ENTRIES PROVIDED:
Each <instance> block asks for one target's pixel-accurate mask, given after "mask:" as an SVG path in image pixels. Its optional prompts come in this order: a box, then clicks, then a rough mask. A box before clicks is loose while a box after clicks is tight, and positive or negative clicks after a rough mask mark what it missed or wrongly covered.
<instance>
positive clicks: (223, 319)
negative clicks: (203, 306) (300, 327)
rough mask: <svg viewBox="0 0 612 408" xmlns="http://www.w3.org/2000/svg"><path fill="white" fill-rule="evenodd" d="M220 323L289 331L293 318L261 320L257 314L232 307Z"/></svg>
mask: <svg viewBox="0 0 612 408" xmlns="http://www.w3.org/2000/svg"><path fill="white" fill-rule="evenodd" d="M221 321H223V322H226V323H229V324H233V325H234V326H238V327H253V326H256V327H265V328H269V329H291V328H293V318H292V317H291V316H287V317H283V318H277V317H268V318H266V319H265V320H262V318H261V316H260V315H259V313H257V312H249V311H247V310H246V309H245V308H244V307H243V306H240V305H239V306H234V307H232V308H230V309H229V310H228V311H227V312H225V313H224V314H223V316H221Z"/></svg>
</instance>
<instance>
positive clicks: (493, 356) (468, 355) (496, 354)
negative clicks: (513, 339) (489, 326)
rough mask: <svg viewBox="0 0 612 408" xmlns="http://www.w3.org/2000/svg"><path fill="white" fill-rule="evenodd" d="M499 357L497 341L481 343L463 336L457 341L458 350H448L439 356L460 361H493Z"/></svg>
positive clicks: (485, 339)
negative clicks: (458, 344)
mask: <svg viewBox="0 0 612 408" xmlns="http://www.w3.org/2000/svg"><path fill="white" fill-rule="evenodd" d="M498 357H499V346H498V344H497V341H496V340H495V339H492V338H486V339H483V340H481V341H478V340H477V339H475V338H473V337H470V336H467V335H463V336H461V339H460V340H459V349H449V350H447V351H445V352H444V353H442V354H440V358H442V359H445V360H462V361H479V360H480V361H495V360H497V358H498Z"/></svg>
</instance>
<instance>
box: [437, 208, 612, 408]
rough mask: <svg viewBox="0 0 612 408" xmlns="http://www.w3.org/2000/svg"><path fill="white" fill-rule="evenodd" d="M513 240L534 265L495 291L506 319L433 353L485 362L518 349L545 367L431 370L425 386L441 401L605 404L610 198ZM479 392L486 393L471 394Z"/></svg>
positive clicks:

REQUEST: Gather every line from the items above that contains the word "clicks", copying each line in full.

RESPONSE AREA:
Each <instance> block asks for one target's pixel-accurate mask, given after "mask:" as an SVG path in image pixels. Its optional prompts come in this order: a box, then clicks, then a rough mask. A box before clicks is loose while a box after clicks is tight, and positive or negative clicks after a rough mask mark what it missed or wrongly covered.
positive clicks: (223, 319)
negative clicks: (203, 306) (300, 327)
positive clicks: (493, 356) (468, 355) (496, 354)
negative clicks: (513, 339) (489, 326)
positive clicks: (485, 339)
negative clicks: (458, 344)
positive clicks:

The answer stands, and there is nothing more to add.